### Aim of the task
Take the entries below and reproduce them word for word.

### Task material
----------

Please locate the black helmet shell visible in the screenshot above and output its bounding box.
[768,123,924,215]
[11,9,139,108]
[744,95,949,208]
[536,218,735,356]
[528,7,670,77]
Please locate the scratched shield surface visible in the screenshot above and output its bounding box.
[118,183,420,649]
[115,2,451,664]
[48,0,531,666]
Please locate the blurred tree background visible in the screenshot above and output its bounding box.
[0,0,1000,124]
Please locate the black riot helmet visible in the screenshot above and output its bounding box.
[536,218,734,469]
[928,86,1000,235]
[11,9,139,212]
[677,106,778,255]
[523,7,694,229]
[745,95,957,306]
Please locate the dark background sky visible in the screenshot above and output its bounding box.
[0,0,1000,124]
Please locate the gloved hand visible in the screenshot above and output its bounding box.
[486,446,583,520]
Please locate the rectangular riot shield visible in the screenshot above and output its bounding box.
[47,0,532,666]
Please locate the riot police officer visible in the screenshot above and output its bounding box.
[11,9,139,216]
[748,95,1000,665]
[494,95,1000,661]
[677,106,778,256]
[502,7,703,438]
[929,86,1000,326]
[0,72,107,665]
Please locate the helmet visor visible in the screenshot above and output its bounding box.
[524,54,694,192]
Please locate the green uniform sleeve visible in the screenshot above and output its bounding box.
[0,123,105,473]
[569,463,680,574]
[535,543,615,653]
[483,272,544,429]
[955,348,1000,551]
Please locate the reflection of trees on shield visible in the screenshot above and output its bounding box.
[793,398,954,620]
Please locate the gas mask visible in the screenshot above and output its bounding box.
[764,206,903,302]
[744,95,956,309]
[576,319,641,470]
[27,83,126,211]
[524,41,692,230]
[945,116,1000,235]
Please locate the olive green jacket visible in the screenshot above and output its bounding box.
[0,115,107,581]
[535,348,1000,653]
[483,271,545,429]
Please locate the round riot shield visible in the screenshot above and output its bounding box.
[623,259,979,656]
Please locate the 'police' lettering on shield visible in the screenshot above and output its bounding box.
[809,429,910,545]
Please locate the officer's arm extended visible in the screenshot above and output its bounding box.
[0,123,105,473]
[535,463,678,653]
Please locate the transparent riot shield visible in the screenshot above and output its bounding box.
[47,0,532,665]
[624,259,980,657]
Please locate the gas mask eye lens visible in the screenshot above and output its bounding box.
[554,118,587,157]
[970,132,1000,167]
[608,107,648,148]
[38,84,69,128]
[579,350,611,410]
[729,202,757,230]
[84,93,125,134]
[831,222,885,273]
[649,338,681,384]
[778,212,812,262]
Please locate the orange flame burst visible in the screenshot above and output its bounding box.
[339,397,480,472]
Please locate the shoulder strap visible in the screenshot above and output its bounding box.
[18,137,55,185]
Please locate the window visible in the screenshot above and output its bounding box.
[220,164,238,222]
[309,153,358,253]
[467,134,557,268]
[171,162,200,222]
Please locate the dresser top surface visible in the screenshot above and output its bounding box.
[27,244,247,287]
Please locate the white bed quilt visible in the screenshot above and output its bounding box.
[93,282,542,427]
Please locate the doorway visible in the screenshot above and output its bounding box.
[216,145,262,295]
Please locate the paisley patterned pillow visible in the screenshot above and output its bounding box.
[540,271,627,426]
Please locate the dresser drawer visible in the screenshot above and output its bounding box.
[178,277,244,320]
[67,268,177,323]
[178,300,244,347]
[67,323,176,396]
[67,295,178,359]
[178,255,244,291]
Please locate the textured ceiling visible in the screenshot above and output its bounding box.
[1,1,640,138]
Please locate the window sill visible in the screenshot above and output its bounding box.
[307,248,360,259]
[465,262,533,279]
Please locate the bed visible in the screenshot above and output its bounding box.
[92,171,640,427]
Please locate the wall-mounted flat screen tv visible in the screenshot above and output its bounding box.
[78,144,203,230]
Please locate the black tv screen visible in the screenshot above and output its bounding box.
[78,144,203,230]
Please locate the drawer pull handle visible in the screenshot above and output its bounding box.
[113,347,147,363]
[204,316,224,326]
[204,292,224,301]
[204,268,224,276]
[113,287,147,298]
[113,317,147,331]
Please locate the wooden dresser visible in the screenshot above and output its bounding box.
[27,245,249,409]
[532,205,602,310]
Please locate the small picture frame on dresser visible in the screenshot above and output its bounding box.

----------

### Reply to the task
Please locate the black helmet shell visible in the screenshot above and output its bounding box.
[768,123,924,215]
[11,9,139,108]
[744,95,949,208]
[536,218,735,356]
[528,7,670,77]
Please locate the scratched shield surface visible in the screenshot above and output its bounding box.
[118,183,420,649]
[115,2,451,664]
[48,0,531,666]
Please locate the blurred tree background visible in the screenshot above and output its bounding box.
[0,0,1000,124]
Please locate the black riot helmet visible in the screenshot above and output its bounding box.
[536,218,734,469]
[928,86,1000,235]
[11,9,139,212]
[677,106,778,255]
[523,7,694,229]
[745,95,957,306]
Please locate the dark background sky visible in the screenshot above and output its bounding box.
[0,0,1000,124]
Please locate the gloved hand visible in the screenshot above and output its bounding box.
[486,446,583,520]
Please locate the rectangular riot shield visible in the screenshot above and output its bounding box.
[47,0,532,666]
Please locate the riot police officer visible in the screenshot above and output its bounding box.
[11,9,139,216]
[748,95,1000,665]
[494,95,1000,661]
[677,106,778,256]
[502,7,703,438]
[929,86,1000,326]
[0,72,107,665]
Please locate the helmet visor visible in the screenshot above and output its bounding box.
[524,54,694,192]
Please locate the green uniform sleeve visible in the screenshot above and output its bounding box.
[0,123,105,473]
[569,463,680,574]
[535,543,615,653]
[483,272,544,429]
[955,348,1000,551]
Please locate the reflection of trees on shield visible in the screenshot above and output its bounding box.
[793,398,954,620]
Please locate the gas mask visible in the screenshot above and output its bounding box.
[764,206,903,302]
[744,95,956,309]
[576,319,641,470]
[27,83,126,211]
[524,41,692,230]
[945,116,1000,235]
Please locate the olive green jacket visible in the screenshot above and output its bounding box.
[0,115,107,581]
[535,348,1000,653]
[483,271,545,429]
Please locate the round riot shield visible in the screenshot above and output its bounding box.
[623,259,979,656]
Please locate the 'police' lettering on shield visible in the screenshot above and output its bounding box.
[809,429,910,545]
Please locate the officer's arm extended visible in the screenshot above and output its bounding box.
[0,123,105,473]
[535,463,678,653]
Please locate the transparent riot shield visible in the screenshot above and output its bounding box.
[47,0,532,665]
[624,259,980,657]
Please locate the gas mask eye lens visible in the screenshot above and output its bounding box.
[554,118,587,157]
[970,132,1000,167]
[608,107,648,148]
[38,84,69,128]
[579,350,611,410]
[729,202,757,230]
[84,93,125,134]
[831,222,885,273]
[649,338,681,384]
[778,212,812,262]
Please locate the orange flame burst visible in the screenshot above and output its bounding box.
[339,397,480,472]
Please locate the shoulder strap visible in the screenshot above and output its bounding box.
[18,137,55,185]
Please locate the window visible in the screenshot above and output its bounding box.
[220,164,238,222]
[309,153,358,253]
[467,134,557,268]
[171,162,200,222]
Please locate the dresser top surface visible in the screenshot above and output its bounding box.
[27,244,247,287]
Please locate the white bed quilt visible in the screenshot above and output its bounding box.
[93,282,542,427]
Please locate the doorway visible in the screenshot above and output its bounding box.
[216,145,262,295]
Please locate the paisley patterned pillow visible in the screenshot above and output its bounding box.
[540,271,627,426]
Please locate the dresser drawer visible in the screenshot above and output its bounding box.
[178,277,244,320]
[67,268,177,323]
[178,300,244,347]
[67,323,176,396]
[67,295,178,359]
[178,255,244,291]
Please locate the textured ceiling visible in the screenshot above and output its bounding box.
[1,1,640,138]
Please locate the window sill visible in the screenshot above and output its bounding box.
[307,248,360,259]
[465,262,533,279]
Please locate the bed visible in the screenshot above and output its bounding box.
[92,171,640,427]
Please locate the wall-mounted flat screen tv visible in the screenshot above and output its bounding box.
[78,144,203,230]
Please locate the black tv screen visible in the screenshot above and output its bounding box.
[78,144,203,230]
Please locate the drawer pull handle visible in the screenshot above and output its bounding box.
[113,347,147,363]
[204,316,224,326]
[204,292,224,301]
[204,268,224,276]
[113,287,147,298]
[113,317,147,331]
Please locate the wooden dresser visible in the screenshot above and output its bounding box.
[27,245,249,409]
[532,205,602,310]
Please locate the small picture frame on dresser visible in the screenshot above and output its bounding box.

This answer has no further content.